— 任务要求 —
请接着阅读节选中讲解算法题解法的文字，从最后一句之后继续往下写。
══ 阅读节选 ══
424 Medium. Longest Repeating Character Replacement
可以更换k个字符,求最长连续子串。用滑动窗口记录当前的各个字符的个数,求最大值。最大值+k应该小于滑动窗口大小
class Solution
{
public:
int characterReplacement(string s, int k)
{
int maxSameLen = 0;
vector<int> count(26, 0);
int j = 0;
for (int i = 0; i < s.size(); i++)
{
count[s[i] - 'A']++;
maxSameLen = std::max(maxSameLen, count[s[i] - 'A']);
if (i - j + 1 - maxSameLen > k)
{
count[s[j] - 'A']--;
j++;
}
}
return s.size() - j;
}
};
378 Medium. Kth Smallest Element in a Sorted Matrix
求一个每行每列都单调的矩阵第K大的值
用优先队列。先把每列的第一个数塞进队列(最多塞K个即可)。每次pop出队头,因为这一定是小于等于第K个数的。然后把这个数对应的下一列的数赛进队列。
═══
══ 材料 ══
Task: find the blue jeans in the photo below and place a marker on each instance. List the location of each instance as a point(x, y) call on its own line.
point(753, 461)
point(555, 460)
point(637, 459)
═══
— 练习作答 —
class Solution
{
public:
struct comp
{
bool operator()(const pair<int, pair<int, int>>& p1, const pair<int, pair<int, int>>& p2)
{
return p1.first > p2.first;
};
};
int kthSmallest(vector<vector<int>>& matrix, int k)
{
priority_queue<pair<int, pair<int, int>>, vector<pair<int, pair<int, int>>>, comp> q;
for (int i = 0; i < matrix.size() && i < k; i++)
{
q.push({matrix[i][0], {i, 0}});
}
int count = 0, ret = -1;
while (!q.empty())
{
auto p = q.top();
q.pop();
count++;
if (count == k)
{
return p.first;
}
p.second.second++;
if (p.second.second < matrix[0].size())
{
q.push({matrix[p.second.first][p.second.second], p.second});
}
}
return ret;
}
};
199 Medium. Binary Tree Right Side View
16 Medium. 3Sum Closest
241 Medium. Different Ways to Add Parentheses
1642 Medium. Furthest Building You Can Reach
贪心。先尽量用brick,并记录用了多少块砖。砖不够用的时候上梯子,梯子用来替代用了最多的砖。当梯子和砖都不够用了的时候,返回。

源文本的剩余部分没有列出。